» TASK ITEM
Return every line below exactly, leaving nothing out.

(Source data)
-------------------------
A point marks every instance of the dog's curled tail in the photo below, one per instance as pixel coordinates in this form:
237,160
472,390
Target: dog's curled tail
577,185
-------------------------
» REPLY
A point marks every instance of the dog's curled tail in the photo below, one per instance as pixel coordinates in this form:
237,160
472,390
Target: dog's curled tail
577,185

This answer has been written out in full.